Estratto del testo.
Il vecchio cuore rossonero batte ancora, ma la rivoluzione è necessaria
Aggiornato 22/05/2016 alle 11:07 GMT+2
Contro la Juventus, nella finalissima di Coppa Italia, si è visto un Milan tosto e orgoglioso: una reazione da cui ripartire. Al netto dell'onorevole sconfitta, urge comunque una decisa rifondazione dopo una stagione fallimentare
La sceneggiatura della finalissima di Coppa Italia tra Milan e Juventus è emblematica di quanto il calcio sappia essere strano, pazzo, impronosticabile: esposto alle bizze e agli umori di Eupalla - divinità che protegge e ispira il gioco del pallone brevettata dall'inimitabile Gianni Brera. Già, questa volta il Milan non ha "fregato" Brocchi, ma si è preso beffe di tutti noi addetti ai lavori e non. Nessuno - ma propio nessuno, dall'inguaribile tifoso rossonero al più autorevole opinionista - attribuiva la minima chance di successo all'undici di Christian Brocchi, nè tantomeno ipotizzava un piano tattico seguendo cui il Diavolo avrebbe potuto mettere sotto scacco la Vecchia Signora. È accaduto l'esatto contrario: ai punti il Milan avrebbe ampiamente meritato di alzare la Coppa Italia al cielo di Roma. Al netto della caratura dell'avversario - è stato sottolineato, a ragion veduta, come la Juventus fosse falcidiata da infortuni, squalifiche e turnover meritocratico di Coppa - un Milan ai minimi storici, reduce da un finale di campionato a tinte horror, ha rispolverato il proverbiale "vecchio cuore rossonero" e dalla reazione di rabbia e orgoglio sciorinata sul prato dell'Olimpico deve giocoforza ripartire.
Da Calabria a Montolivo: la banda dei "miracolati"
Perché di miracolo sportivo - oppure di un fenomeno paranormale che gli si avvicini tanto - si dovrà pur parlare: dall'encefalogramma piatto delle recite contro Verona, Carpi e Frosinone alla trance agonistica contro la macchina schiacciasassi Juventus. La metamorfosi di gran parte dei giocatori rossoneri è tutta racchiusa nei gesti degli assatanati Montolivo, Honda e Kucka ad aizzare un popolo rossonero finalmente orgoglioso e smanioso di far sentire la propria voce. Ma anche nelle folate delle inesauribili frecce Calabria e De Sciglio (quest'ultimo già contro la Roma aveva manifestato segnali di vita dopo un inspiegabile stagione da "zombie"), negli autorevoli disimpegni difensivi di Romagnoli e Zapata oppure nelle scorribande di un Andrea Poli trasformato. Saranno stati quei calzettoni e quei pantaloncini neri retaggio di indimenticabili notti di Coppe dei Campioni, saranno state le motivazioni e le laceranti ferite nell'orgoglio: fatto sta che un Milan così questa stagione - e forse anche nelle ultime legislature, non lo si era mai visto. La cernita di Brocchi ha funzionato: i suoi "pretoriani" hanno dimostrato di essere all'altezza.

Consegna. Nell'articolo sulla finale di Coppa Italia, contro quali squadre il Milan aveva offerto le recite definite da "encefalogramma piatto"? Le righe riportate qui sotto sono un materiale a sé, separato dall'articolo sulla finale di Coppa Italia.

Materiale fornito.
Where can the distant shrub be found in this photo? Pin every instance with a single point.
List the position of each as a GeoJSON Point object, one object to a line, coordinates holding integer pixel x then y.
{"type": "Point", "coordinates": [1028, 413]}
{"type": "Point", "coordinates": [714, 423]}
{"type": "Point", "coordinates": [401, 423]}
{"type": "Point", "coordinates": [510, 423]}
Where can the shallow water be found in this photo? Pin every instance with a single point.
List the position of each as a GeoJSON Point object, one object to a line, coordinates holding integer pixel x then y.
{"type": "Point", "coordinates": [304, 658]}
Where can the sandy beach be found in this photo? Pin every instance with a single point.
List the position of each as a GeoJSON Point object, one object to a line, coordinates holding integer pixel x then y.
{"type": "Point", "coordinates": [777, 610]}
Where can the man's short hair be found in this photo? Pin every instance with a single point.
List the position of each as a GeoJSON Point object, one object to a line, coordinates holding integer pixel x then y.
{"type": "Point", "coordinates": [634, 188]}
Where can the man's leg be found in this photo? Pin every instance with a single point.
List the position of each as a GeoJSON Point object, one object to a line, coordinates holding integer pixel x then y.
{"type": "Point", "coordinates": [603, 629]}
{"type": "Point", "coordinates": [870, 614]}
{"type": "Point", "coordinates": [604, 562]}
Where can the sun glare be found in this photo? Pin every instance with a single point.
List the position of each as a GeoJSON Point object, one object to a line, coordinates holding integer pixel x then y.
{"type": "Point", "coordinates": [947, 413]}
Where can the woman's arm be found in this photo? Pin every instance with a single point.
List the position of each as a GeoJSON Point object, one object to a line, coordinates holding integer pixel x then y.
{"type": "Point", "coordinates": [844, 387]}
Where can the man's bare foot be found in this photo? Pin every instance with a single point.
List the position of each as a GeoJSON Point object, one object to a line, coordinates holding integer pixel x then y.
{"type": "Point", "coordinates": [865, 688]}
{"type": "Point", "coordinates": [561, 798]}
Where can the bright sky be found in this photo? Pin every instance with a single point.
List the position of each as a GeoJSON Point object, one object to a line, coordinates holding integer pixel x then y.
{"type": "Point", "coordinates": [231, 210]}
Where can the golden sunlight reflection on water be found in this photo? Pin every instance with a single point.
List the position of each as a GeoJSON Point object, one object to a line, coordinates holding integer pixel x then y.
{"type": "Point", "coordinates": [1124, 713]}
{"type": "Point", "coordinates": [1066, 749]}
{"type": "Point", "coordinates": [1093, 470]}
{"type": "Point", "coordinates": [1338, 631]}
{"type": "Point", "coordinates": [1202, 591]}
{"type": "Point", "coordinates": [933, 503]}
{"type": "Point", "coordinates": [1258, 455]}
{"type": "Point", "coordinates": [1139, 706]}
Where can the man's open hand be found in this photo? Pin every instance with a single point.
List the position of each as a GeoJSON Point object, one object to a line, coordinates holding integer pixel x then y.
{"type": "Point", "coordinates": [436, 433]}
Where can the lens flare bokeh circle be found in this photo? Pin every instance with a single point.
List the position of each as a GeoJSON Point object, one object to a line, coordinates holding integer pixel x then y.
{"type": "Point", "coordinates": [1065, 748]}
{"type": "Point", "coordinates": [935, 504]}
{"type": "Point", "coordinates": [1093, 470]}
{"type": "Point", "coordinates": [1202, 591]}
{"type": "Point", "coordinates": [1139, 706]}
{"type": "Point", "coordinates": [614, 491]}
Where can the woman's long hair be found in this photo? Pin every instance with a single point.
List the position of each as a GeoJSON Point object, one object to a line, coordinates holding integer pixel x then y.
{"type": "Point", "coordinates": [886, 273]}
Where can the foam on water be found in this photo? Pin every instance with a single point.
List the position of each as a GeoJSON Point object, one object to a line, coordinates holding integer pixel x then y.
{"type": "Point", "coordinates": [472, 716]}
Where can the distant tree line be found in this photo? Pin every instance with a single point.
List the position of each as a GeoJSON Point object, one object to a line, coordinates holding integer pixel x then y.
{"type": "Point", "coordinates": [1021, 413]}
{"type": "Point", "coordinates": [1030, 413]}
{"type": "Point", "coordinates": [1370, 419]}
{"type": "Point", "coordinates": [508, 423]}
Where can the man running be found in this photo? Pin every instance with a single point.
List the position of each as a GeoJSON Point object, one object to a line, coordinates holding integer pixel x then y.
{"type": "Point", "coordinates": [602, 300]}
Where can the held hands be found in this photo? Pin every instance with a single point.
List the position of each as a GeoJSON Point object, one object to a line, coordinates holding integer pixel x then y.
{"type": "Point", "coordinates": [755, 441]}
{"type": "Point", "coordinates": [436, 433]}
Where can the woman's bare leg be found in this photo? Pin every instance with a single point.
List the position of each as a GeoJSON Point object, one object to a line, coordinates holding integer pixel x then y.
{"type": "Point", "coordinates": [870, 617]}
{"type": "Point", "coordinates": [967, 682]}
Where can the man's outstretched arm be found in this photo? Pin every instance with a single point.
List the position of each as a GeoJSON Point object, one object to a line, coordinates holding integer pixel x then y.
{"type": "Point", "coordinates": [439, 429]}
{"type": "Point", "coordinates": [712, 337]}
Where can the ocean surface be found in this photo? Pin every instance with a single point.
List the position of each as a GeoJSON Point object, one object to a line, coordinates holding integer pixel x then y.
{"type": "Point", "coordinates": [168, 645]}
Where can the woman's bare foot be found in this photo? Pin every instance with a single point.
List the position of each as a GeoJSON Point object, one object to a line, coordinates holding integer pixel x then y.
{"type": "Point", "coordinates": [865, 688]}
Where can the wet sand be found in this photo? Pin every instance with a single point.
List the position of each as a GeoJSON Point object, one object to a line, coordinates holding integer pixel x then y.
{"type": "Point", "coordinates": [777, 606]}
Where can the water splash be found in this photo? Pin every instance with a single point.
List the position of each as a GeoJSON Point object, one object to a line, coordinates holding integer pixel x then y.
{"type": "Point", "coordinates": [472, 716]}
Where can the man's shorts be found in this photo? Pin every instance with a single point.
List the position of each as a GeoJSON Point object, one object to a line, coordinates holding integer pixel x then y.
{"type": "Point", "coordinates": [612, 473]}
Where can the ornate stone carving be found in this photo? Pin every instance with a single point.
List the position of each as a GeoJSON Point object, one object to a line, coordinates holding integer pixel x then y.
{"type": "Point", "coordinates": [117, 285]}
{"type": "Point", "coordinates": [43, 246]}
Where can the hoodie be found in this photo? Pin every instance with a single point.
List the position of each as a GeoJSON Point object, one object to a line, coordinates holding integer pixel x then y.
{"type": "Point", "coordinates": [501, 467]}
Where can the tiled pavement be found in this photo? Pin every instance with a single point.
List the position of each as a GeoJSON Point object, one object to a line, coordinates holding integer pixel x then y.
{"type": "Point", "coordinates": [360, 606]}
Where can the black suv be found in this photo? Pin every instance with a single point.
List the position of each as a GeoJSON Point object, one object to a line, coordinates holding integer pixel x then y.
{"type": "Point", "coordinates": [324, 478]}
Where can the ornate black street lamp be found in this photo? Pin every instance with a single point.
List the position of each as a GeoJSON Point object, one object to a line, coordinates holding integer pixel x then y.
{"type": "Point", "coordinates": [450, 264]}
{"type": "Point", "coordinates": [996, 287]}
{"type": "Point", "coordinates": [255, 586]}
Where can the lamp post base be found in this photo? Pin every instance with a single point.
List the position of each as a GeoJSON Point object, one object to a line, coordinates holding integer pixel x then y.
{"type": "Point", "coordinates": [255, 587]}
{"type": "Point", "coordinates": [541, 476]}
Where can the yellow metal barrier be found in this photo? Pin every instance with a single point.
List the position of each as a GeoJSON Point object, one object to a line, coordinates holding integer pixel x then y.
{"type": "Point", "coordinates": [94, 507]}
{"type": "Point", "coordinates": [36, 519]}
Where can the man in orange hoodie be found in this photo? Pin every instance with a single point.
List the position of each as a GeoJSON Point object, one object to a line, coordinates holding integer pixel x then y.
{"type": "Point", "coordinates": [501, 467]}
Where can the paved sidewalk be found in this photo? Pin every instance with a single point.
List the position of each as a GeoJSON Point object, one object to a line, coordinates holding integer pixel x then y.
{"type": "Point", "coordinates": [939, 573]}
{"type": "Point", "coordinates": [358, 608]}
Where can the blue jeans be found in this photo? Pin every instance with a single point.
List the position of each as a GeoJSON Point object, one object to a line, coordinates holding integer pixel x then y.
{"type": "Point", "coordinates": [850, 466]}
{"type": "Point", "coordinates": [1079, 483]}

Risposta. Contro Verona, Carpi e Frosinone.